Interview: Wie Sprachensterben Identitätskrisen auslösen kann

Weltweit gibt es rund 6500 Sprachen – mehr als die Hälfte werden in naher Zukunft aussterben. Mit jeder Sprache stirbt auch ein Stück Kultur und Geschichte, etwa 600 Sprachen könnten schon in den nächsten Jahren verschwinden. Jean Rohleder versucht, eine von ihnen zu retten.

Vamale – so heißt die Sprache, die der 25-jährige Doktorand in Sprachwissenschaft seit zwei Jahren erforscht. Sie wird von Teilen der Kanak, der Urbevölkerung Neukaledoniens gesprochen. Zur Zeit der Kolonialisierung der Pazifikinsel sank die Zahl der Sprecher von etwa 2000 auf 180 Sprecher. Seit den 60er Jahren ist sie sehr stark vom Aussterben bedroht. Wenn Jean Rohleder nicht gerade dort ist, erreicht man ihn via Skype in seinem Büro in Basel. Mit zusammengebundenen Haaren und einer runden Brille sitzt er vor einer an der Wand befestigten Inselkarte mit verschiedenen Haftnotizen und Markierungen und grinst breit in die Kamera.

Wie bist Du auf das Sprachensterben in Neukaledionen aufmerksam geworden?

In Neukaledonien werden noch etwa 30 Sprachen gesprochen. Damit spiegelt es gewisser Maßen den linguistischen Urzustand wieder – die Menschen haben in der Jungsteinzeit viel mehr verschiedene Sprachen gesprochen als heute, man geht von zehn- bis hunderttausenden aus. In Neukaledonien ist diese Vielfalt in Teilen erhalten geblieben: Innerhalb von 30 Kilometern werden dort vier verschiedene Sprachen gesprochen. Die Leute aus den verschiedenen Dörfern verstehen sich untereinander nicht, es sei denn ihre Dörfer stehen in engem Kontakt. Das hängt auch immer davon ab, wie die Stämme der Kanak zueinander stehen.

Vier ganz unterschiedliche Sprachen auf engstem Raum und Stammesstrukturen – das klingt nach einer anderen Welt. Was sollte man über Neukaledonien wissen, um deine Arbeit zu verstehen?

Neukaledonien ist eine zu Frankreich gehörende Inselgruppe im Südpazifik. Etwa 1850 haben die Franzosen sie kolonialisiert und viele Ureinwohner vertrieben, in Reservate gesperrt und getötet. Der erste richtige Kontakt mit dem Westen kam aber erst in den 40er bis 50er Jahren. Deshalb gibt es eine Schere zwischen jungen Kanak, die sich westlich orientieren wollen, und den alten, die sich noch daran erinnern können, was es hieß ein „richtiger Kanak“ zu sein, bevor die Weißen kamen. Ihr traditioneller Lebensstil unterscheidet sich nämlich stark vom westlichen. Bis vor drei Generationen war Kannibalismus nach einem Kampf beispielsweise nicht ungewöhnlich. Man isst Herz und Leber des Feindes, da dort sein Geist und seine Stärke wohnen, um zu verhindern, dass er dich als Geist heimsucht.
========================================
== TEILE DER ÜBUNG ==
[1] Auf wie viele Sprecher sank die Zahl der Vamale-Sprecher laut dem Interview zum Sprachensterben zur Zeit der Kolonialisierung?
[2] Führe das Interview zum Sprachensterben bitte im Anschluss an seinen letzten Satz fort.
========================================
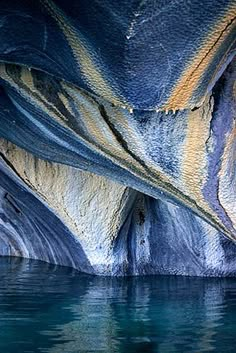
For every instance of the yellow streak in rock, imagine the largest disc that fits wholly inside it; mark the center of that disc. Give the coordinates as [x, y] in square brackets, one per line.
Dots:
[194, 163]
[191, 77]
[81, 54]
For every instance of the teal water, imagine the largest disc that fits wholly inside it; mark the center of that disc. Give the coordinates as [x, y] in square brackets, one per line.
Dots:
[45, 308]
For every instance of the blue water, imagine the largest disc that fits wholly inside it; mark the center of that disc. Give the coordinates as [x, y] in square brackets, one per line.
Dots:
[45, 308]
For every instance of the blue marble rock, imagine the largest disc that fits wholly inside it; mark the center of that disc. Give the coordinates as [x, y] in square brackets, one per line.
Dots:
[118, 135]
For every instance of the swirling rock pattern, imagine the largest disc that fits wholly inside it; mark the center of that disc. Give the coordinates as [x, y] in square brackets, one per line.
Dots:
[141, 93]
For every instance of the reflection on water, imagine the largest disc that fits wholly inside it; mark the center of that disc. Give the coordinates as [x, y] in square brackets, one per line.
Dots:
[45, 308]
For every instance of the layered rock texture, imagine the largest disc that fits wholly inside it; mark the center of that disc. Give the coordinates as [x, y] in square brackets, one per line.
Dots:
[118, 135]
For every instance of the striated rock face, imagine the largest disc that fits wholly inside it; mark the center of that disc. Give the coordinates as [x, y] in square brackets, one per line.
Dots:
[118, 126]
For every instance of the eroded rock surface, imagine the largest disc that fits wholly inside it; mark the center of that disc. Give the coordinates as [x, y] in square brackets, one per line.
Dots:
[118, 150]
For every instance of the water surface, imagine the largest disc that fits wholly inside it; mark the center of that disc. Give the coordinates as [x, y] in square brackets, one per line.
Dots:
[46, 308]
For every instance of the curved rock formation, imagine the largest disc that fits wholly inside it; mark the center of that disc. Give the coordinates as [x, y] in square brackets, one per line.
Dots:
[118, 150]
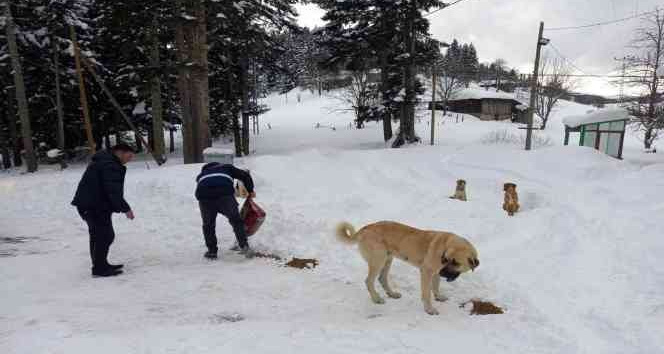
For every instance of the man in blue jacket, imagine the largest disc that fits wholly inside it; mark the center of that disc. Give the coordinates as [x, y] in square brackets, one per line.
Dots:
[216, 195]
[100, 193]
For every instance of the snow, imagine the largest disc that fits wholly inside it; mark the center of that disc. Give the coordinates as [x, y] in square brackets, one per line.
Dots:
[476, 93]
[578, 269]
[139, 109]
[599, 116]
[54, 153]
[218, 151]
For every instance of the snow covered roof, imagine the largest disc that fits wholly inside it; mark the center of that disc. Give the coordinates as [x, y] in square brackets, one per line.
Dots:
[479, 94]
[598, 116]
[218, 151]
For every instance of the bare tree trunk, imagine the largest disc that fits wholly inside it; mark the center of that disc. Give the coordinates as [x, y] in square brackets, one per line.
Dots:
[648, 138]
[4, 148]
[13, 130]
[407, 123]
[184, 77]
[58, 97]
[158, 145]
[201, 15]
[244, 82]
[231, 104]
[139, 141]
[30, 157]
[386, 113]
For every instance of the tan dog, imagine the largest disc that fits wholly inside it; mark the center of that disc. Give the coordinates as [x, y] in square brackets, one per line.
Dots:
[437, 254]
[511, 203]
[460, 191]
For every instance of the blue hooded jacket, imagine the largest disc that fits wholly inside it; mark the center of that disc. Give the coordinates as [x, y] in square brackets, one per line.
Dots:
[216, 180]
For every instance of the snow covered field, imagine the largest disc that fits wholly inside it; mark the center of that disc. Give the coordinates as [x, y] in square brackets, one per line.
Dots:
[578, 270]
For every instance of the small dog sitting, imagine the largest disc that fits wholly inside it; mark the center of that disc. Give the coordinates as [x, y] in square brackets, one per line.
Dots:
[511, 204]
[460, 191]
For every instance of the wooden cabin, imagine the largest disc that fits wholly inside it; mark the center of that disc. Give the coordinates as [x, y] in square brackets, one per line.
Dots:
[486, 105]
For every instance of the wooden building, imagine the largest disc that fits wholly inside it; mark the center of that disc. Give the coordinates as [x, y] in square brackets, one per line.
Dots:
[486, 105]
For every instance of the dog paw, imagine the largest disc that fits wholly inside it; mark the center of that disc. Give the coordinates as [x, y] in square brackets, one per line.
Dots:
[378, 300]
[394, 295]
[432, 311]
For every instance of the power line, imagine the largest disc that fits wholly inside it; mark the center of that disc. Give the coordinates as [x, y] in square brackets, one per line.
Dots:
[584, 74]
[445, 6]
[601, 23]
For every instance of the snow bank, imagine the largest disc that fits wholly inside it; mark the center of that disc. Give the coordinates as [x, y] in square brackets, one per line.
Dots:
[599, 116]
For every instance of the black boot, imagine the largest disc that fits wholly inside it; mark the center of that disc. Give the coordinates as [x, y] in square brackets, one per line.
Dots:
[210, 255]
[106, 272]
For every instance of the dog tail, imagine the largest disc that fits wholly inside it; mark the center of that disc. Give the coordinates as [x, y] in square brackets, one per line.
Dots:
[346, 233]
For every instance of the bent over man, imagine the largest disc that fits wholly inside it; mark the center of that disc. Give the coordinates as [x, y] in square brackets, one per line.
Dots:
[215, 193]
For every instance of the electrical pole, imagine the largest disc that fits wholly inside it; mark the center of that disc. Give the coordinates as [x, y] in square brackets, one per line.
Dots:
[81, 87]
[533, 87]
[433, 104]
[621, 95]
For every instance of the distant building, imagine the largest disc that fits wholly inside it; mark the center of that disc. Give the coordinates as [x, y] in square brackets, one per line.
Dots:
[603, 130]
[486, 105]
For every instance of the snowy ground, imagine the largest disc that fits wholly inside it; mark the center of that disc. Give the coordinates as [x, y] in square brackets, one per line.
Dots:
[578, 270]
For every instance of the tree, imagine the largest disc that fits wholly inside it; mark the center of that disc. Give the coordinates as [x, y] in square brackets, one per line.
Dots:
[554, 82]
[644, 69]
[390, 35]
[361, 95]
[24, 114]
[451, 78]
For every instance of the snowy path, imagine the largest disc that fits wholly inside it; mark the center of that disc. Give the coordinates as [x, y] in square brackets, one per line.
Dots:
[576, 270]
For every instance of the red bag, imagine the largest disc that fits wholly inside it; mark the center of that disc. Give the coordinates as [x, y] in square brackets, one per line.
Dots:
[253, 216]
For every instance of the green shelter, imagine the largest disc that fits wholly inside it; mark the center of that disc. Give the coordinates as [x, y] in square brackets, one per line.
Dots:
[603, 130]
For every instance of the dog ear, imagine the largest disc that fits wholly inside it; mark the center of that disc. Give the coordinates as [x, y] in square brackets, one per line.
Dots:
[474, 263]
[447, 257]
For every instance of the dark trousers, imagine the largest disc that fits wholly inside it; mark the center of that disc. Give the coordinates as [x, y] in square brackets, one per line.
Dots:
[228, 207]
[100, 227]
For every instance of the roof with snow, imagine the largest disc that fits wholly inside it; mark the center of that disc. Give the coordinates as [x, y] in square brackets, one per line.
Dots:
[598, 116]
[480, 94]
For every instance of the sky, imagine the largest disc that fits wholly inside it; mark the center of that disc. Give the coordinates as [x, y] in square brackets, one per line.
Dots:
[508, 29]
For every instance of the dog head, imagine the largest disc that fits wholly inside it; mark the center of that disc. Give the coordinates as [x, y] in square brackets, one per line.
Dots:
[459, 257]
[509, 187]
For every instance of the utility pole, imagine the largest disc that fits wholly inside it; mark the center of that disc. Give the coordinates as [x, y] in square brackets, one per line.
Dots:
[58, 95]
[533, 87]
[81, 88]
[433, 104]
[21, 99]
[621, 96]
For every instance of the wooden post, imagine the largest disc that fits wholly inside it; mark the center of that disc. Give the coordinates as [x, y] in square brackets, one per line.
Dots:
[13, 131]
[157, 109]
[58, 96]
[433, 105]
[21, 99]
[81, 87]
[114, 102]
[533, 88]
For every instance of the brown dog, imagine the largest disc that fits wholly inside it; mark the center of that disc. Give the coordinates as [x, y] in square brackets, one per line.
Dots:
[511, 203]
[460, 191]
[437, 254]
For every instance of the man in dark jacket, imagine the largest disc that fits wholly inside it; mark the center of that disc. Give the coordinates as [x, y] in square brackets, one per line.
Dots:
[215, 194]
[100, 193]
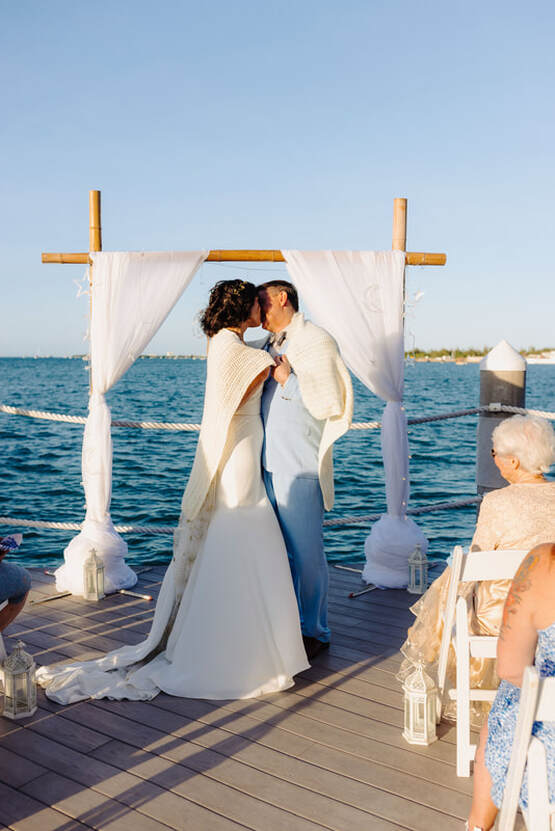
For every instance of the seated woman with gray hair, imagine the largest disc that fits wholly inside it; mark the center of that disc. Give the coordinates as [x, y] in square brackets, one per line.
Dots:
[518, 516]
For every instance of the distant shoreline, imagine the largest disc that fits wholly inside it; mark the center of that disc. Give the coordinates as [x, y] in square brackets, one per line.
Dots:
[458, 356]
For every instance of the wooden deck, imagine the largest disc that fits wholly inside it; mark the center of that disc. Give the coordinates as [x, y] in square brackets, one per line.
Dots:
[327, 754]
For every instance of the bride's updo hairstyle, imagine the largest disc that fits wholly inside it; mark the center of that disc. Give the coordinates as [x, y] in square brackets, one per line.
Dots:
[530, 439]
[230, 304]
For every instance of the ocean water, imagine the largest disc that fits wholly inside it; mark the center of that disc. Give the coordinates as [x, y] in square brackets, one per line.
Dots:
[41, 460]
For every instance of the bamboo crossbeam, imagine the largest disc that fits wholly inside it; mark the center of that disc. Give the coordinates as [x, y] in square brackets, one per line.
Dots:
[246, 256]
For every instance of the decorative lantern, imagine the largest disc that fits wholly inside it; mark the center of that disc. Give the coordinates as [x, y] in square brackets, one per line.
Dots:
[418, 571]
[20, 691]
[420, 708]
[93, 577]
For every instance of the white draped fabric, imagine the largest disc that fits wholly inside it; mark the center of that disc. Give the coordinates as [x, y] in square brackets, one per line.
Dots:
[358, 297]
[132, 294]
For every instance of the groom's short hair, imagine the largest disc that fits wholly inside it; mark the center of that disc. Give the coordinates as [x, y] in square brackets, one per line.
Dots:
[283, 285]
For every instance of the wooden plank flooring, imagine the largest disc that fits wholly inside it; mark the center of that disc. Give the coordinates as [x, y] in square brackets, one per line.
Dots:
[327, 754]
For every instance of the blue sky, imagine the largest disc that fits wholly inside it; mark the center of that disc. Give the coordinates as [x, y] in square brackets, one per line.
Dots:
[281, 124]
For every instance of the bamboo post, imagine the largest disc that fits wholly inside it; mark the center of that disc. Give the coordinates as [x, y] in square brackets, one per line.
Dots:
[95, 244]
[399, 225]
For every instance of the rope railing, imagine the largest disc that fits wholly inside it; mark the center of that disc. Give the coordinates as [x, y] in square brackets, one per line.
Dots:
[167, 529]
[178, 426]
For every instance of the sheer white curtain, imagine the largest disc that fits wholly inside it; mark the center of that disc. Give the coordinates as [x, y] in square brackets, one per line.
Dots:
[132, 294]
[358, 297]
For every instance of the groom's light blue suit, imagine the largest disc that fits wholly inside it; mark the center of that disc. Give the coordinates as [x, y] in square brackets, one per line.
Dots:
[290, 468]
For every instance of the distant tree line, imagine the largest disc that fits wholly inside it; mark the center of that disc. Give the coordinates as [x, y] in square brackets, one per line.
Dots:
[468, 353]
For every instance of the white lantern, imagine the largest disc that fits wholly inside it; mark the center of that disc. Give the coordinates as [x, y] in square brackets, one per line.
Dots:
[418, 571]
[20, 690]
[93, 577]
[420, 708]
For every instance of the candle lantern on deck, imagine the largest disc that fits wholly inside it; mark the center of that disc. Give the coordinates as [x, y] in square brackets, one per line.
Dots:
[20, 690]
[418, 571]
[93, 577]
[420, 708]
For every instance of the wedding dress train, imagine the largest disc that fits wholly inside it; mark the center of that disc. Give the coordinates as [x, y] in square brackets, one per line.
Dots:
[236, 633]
========================================
== ALS ANTWORT ==
[1] Von etwa 2000 auf 180 Sprecher.

[2]
Das klingt ziemlich wild. Ist die Kultur auch heute noch so traditionell?

Menschen werden natürlich nicht mehr gegessen. Aber die Kultur der Kanak ist auch heute noch sehr stark mit Magie, dem Land und dem Stammessystem verbunden. Wenn Du geboren wirst, hast Du zwei Verbindungen fürs Leben. Zum einen eine Blutsverbindung zum Clan deiner Mutter, das ist die stärkere. Diesem Clan gehört dein Körper – wenn Du also zum Beispiel eine Operation machen oder dich zum ersten Mal rasieren willst, dann fragst Du jemand Ranghohen aus dem Clan um Erlaubnis.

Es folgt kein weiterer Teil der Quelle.